* What you should do
Arrange the material below as a two-column CSV headed instruction and coordinates, with one row per entry and the entry's text and its coordinates each in a single quoted field, line breaks replaced by spaces. Leave the pictures out.

Data drawn from a collection:
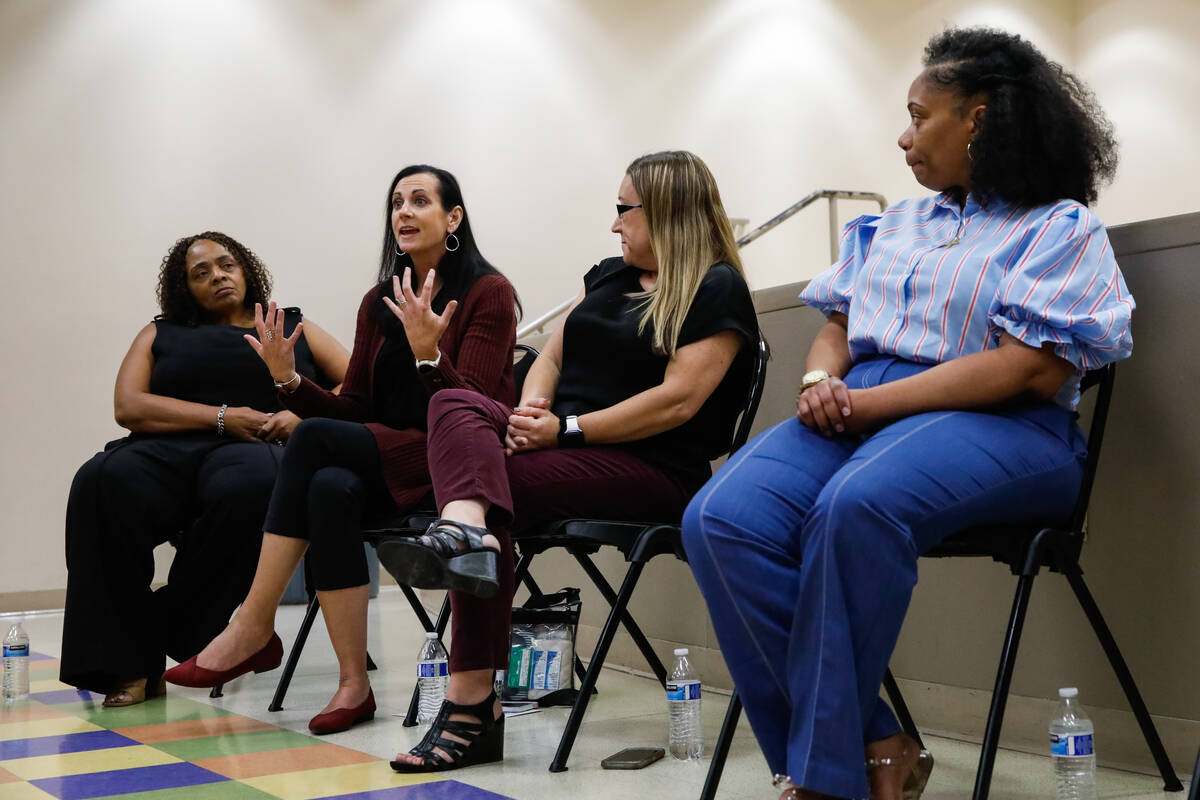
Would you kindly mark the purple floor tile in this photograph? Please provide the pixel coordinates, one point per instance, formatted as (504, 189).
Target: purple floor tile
(436, 791)
(139, 779)
(64, 696)
(71, 743)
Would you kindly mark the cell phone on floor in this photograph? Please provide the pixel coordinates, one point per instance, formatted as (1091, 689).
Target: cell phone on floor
(633, 758)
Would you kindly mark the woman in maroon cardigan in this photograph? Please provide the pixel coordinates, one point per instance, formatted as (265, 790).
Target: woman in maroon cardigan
(453, 324)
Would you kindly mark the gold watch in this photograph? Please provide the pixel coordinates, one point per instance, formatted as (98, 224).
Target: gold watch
(813, 378)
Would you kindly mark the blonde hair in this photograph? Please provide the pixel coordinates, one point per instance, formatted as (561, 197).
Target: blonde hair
(689, 233)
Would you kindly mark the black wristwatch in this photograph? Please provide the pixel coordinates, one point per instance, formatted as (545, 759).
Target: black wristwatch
(569, 432)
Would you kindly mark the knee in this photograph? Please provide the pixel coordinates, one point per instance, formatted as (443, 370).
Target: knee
(853, 516)
(449, 403)
(311, 434)
(240, 487)
(333, 487)
(712, 513)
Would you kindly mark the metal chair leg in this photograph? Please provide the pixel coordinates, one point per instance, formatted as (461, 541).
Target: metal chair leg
(721, 749)
(1170, 780)
(900, 707)
(606, 635)
(1194, 792)
(281, 689)
(439, 627)
(627, 619)
(1000, 692)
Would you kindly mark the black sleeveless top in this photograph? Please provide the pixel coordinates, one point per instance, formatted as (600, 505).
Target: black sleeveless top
(215, 365)
(605, 360)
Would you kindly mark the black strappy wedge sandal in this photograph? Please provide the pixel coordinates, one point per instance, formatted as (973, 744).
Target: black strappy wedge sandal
(484, 739)
(435, 560)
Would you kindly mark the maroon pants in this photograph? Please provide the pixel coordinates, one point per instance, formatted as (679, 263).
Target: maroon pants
(467, 461)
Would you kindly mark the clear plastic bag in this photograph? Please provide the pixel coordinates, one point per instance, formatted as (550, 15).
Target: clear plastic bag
(541, 656)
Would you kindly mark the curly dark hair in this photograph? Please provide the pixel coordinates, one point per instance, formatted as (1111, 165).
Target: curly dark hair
(175, 299)
(1043, 137)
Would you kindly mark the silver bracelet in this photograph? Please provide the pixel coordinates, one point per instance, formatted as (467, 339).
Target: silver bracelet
(285, 384)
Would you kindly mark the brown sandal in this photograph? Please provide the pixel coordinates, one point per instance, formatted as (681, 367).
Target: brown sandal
(133, 692)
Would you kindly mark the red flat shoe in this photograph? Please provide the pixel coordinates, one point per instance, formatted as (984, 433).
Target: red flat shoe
(343, 719)
(191, 674)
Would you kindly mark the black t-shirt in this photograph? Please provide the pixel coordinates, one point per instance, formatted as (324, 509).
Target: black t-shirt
(605, 361)
(214, 365)
(400, 397)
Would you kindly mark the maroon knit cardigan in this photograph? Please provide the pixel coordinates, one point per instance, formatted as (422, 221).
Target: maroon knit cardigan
(477, 354)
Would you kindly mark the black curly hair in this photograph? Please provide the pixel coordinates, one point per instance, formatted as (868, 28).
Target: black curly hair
(175, 299)
(1043, 137)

* Solution below
instruction,coordinates
"Would you kindly mark the purple floor tile in this photograph? Please provide the pixel coordinates, one point per instance, formatted as (504, 189). Target: purple floor tile","(436, 791) (139, 779) (64, 696) (71, 743)"
"Would you kindly mark the cell phone on floor in this photograph? Please provide the pixel coordinates, one point per instance, formatted as (1091, 689). Target: cell phone on floor","(633, 758)"
"Would you kindly mark the woman in maroon cardigan in this photograph? Please provide the pixel coordinates, one point per instance, formatted as (265, 790). Target: woman in maroon cardigan","(453, 324)"
"Would you kindly mark the gold watch in this photograph? Please provide the pixel coordinates, one point per instance, formatted as (98, 224). Target: gold watch","(813, 378)"
"Would you kindly mark the blonde hair in this photograph? Please provide the pixel coordinates, one point per instance, formatted as (561, 197). Target: blonde hair","(689, 233)"
"Would you kindly mark the black wristwatch in this photograph? Please provide the pixel coordinates, one point per instance, formatted as (545, 759). Target: black wristwatch","(569, 432)"
"Would you kindly mark the knee in this photograph? Please provide the pixel coordinates, one point per instance, formatted as (443, 370). Target: knee","(853, 516) (449, 403) (311, 434) (240, 487) (333, 487) (712, 513)"
"Would you kindly mark the metal chair leg in this photograph? Please provide the pixel coordinates, one point per instance, formatted as (461, 541). Target: metal chair leg","(721, 749) (1170, 780) (900, 707) (606, 635) (1194, 792) (281, 689) (439, 627) (627, 619) (1000, 692)"
"Would you kindly mark the black sleeveless top in this photograph? Please provide the pixel coordinates, one point per instance, formatted as (600, 505). Target: black sleeveless top","(215, 365) (605, 360)"
"Would you kindly mark the black strappy wedge sandal in this photograph? Please provide the pixel coordinates, one point per instance, formatted as (973, 744). Target: black strappy wedge sandal","(484, 739) (435, 560)"
"Would you kindly mark the maroon pants in this photograph? Please provide the pixel coordinates, one point per instance, formatted as (679, 263). Target: maroon pants","(467, 461)"
"Would you kindly mark the clear plastic bag in this photograph? Please provide the pixel coordinates, one point per instance, formatted as (550, 15). Target: clear plastic bag","(541, 656)"
"Would you kindly mark the curly dark hair in this photograph? Please provide the pixel coordinates, one point per instance, formatted as (1111, 165). Target: curly dark hair","(175, 299) (1043, 137)"
"Would you kindly mark the silver bracelet in this photograph? Please provide the pixel coordinates, one point per instance, formatted as (467, 339). Target: silver bracelet","(285, 384)"
"Would you kindly mark the brown sandal in this photograph? Please provide the pixel coordinates, one point per instance, formatted as (681, 367). Target: brown sandal","(133, 692)"
"Would you kindly mark the red flat shoe in this photograph? Please provide the pixel coordinates, one point per instance, formatted as (984, 433). Target: red flat shoe","(343, 719) (191, 674)"
"Would you kindly mark the black t-shirt in this photograph? Please provide the pixel coordinates, one point per instance, formatted as (324, 509). Target: black t-shirt","(605, 361) (214, 365) (400, 397)"
"Would you kindly mark the maroon knit cardigan in this photograph? Please provide the pixel coordinates, one point per instance, formatted as (422, 221). Target: maroon knit cardigan","(477, 354)"
"Would you kindly mark the black curly hair in this photograph? Please provide the pixel coordinates, one point per instance, formatted as (868, 28). Target: black curly hair","(175, 299) (1043, 137)"